Start of Listed records
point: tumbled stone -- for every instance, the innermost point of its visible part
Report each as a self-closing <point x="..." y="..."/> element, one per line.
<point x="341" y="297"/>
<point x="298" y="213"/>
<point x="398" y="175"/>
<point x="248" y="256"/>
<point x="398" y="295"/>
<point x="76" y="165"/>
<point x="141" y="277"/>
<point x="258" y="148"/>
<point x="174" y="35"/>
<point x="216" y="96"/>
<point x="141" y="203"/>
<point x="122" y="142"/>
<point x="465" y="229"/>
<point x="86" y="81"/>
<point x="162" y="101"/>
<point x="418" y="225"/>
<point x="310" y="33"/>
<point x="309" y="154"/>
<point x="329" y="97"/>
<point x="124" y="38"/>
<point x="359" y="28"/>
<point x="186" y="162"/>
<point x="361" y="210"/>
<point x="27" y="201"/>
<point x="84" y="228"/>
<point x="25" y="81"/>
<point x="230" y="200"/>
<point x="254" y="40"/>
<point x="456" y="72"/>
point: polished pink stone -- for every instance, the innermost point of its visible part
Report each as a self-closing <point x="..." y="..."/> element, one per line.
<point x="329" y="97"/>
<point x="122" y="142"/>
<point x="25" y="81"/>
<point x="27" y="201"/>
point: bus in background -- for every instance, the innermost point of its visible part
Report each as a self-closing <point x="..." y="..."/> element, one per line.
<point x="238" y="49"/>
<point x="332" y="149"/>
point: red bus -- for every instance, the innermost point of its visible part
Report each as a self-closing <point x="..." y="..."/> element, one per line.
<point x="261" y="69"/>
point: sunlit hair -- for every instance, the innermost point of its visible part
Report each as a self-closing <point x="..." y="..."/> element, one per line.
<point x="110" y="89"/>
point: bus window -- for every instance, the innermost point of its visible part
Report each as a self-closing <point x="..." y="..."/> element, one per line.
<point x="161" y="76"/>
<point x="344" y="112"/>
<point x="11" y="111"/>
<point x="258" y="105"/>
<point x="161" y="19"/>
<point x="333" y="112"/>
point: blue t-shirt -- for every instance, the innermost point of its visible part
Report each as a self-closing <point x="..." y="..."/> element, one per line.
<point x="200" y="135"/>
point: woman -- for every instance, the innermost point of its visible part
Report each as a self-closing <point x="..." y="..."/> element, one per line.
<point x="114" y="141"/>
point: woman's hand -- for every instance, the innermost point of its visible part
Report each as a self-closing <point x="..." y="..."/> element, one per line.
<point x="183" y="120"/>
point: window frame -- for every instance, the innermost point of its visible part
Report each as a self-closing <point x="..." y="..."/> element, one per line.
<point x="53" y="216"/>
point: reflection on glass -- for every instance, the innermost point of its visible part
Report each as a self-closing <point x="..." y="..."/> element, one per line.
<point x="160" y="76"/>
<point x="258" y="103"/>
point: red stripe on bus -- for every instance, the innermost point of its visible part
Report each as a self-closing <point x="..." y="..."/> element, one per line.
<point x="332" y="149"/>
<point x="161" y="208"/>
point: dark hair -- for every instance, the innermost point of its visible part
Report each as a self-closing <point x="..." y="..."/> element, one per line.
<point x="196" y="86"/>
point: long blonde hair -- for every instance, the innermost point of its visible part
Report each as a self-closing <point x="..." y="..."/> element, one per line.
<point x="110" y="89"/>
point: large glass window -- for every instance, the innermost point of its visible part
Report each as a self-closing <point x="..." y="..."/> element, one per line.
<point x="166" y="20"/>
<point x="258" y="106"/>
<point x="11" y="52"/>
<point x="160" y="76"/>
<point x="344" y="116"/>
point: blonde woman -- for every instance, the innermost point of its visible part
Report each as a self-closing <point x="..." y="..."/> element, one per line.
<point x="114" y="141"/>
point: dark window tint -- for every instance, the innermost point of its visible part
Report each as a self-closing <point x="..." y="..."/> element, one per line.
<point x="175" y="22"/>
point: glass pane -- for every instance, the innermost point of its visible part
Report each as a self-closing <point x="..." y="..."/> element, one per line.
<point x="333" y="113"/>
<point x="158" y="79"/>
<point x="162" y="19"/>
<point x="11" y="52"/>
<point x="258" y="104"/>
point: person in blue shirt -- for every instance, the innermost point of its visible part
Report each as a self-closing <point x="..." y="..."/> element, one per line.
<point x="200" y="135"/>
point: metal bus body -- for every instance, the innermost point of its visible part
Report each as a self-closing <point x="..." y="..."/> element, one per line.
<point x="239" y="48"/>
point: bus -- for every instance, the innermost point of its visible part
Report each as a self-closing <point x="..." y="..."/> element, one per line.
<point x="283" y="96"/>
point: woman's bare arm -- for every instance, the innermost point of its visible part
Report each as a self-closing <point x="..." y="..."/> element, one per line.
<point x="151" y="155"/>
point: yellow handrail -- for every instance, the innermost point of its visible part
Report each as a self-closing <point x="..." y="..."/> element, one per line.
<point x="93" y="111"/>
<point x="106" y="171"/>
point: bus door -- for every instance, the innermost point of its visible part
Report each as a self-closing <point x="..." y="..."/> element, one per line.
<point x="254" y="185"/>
End of Listed records
== What this task involves ==
Render as a numbered list, with blank lines omitted, the portion of the records that begins with the line containing "point: bus door" and continues through their final line, both included.

== Output for this exercise ==
1. point: bus door -- for every instance, the innermost point of its visible part
2. Report each as a self-closing <point x="..." y="..."/> element, one per line.
3. <point x="254" y="185"/>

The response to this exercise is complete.